(Pointing dataset excerpts)
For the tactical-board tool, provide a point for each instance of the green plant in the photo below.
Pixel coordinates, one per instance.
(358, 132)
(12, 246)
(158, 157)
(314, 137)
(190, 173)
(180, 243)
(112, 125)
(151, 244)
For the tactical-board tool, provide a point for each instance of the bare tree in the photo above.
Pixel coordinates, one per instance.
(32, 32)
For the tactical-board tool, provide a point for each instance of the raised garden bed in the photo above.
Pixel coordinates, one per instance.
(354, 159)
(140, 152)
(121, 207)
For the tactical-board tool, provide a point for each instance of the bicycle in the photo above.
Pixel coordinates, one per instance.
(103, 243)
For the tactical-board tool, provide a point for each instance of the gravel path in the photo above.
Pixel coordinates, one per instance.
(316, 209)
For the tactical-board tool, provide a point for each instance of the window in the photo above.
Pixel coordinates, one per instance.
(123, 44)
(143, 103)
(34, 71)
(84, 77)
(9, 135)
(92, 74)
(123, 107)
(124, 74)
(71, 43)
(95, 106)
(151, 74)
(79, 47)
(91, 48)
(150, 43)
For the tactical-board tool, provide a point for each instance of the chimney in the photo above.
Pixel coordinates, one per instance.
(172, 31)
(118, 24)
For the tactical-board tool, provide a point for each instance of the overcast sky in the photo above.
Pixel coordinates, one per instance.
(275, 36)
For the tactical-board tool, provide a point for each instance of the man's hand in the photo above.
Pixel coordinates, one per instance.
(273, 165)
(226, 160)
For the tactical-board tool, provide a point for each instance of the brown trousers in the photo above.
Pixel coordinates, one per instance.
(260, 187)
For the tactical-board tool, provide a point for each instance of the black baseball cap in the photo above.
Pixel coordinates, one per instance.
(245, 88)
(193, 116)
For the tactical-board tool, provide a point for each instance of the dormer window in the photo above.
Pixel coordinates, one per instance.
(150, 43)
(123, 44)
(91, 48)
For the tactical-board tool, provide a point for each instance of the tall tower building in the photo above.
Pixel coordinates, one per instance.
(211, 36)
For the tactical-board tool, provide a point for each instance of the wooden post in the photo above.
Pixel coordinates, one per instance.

**YOUR INSTRUCTIONS**
Quote only the lines from the line containing "bed in the photo above." through the end of the entries, keeping the first and the last.

**RESPONSE TO THE TASK**
For the tactical-board tool, provide a point for each instance of the raised garden bed in the photo above.
Pixel coordinates, one per instance.
(354, 159)
(140, 152)
(121, 207)
For the tactical-board tool, provide a point for each instance of the bicycle in the photo above.
Pixel coordinates, one per instance.
(103, 243)
For the tactical-board tool, provide a point for each instance of the gravel path in the photo above.
Pixel coordinates, one per instance.
(316, 209)
For the tactical-board tool, provide a point for each instance of the window in the photo above.
Pixel coordinates, one per instance.
(123, 44)
(143, 103)
(34, 71)
(84, 77)
(9, 135)
(92, 74)
(123, 107)
(124, 74)
(71, 43)
(95, 106)
(151, 74)
(79, 47)
(91, 48)
(150, 43)
For the tactical-board tool, provide a point for each instance of the chimney in the photo above.
Pixel coordinates, one per instance.
(172, 31)
(118, 24)
For the tactical-board tool, provide a point for each instance of the overcast sky in the photo above.
Pixel coordinates, one per instance.
(275, 36)
For the tactical-board tool, provide a point for each instance of the man's hand in the photo above.
Pixel coordinates, one per instance.
(273, 165)
(226, 160)
For the tactical-board tool, provide a point for each instance of the brown trousers in the photo above.
Pixel coordinates, one per instance.
(260, 187)
For the tactical-board tool, provide a point for each instance of the black baseball cap in the photo above.
Pixel coordinates, one per instance.
(245, 88)
(193, 116)
For the tactical-board tool, provide a point for each instance of the dormer window in the photo above.
Pixel coordinates, one per instance.
(150, 43)
(123, 44)
(91, 48)
For the tactical-board tool, provide a point for each instance of the tall tower building in the photo above.
Pixel coordinates, one per instance.
(211, 36)
For the tactical-board tool, provide a point for each instance of the wooden post in the photo above.
Pixel coordinates, one per instance.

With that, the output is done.